◆ **Texte affiché**:
——

A Serious Man

Après the Big Lebowski on l'attend avec impatience, voici ce que nous apprend Télérama :

LE FIL CINÉMA - Dans "A serious man", en salles aujourd’hui, les frères Coen revisitent leurs origines juives. Fidèles à eux-mêmes, les cinéastes n'ont pas eu peur de fâcher toute une communauté...

« La question juive des frères Coen », titrait Time Magazine, à l'automne, pour la sortie américaine d'A Serious Man. « Le plus juif de tous les films », déclarait, dans les colonnes du New York Times, un rabbin qui a servi de consultant pendant le tournage. Ailleurs, on pouvait lire : « Un film trop juif pour avoir du succès ! »

Evidemment, ça fait rire les frères Coen : un ricanement drôle et sec de Joel qui vire au hoquet nerveux chez Ethan, son benjamin. Selon un rituel que les années ont figé, les deux frères, côte à côte, se partagent un canapé face à l'intervieweur. Joel, droit comme un I, Ethan, affalé, de guingois. Malgré la dérision qui affleure, l'évocation de leur film le plus ouvertement biographique les rend loquaces : « Nous avons reçu une éducation religieuse plus stricte que la plupart des enfants de notre entourage, raconte Joel, et avec le recul des années, nous avons eu envie de revisiter le décor de cette enfance un peu singulière. Avec Fargo, c'est la deuxième fois que nous filmons le Minnesota, où nous avons grandi. Nous ne sommes pas très portés sur l'écriture proustienne. »

Dans leur générique de fin, les frères Coen ont devancé les critiques :
“Aucun juif n'a été blessé pendant le tournage de ce film.”

——

[Pointage d'objets sur photos]
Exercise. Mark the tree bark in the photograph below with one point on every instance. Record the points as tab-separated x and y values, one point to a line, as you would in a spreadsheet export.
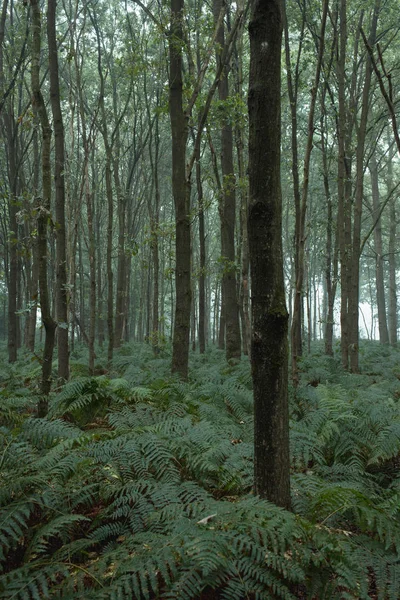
227	210
379	262
181	194
269	348
59	168
43	211
392	258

——

◆ **Consigne**: D'après le texte sur A Serious Man, quel lieu les frères Coen filment-ils pour la deuxième fois, après Fargo ?

◆ **Réponse**: Le Minnesota, où ils ont grandi.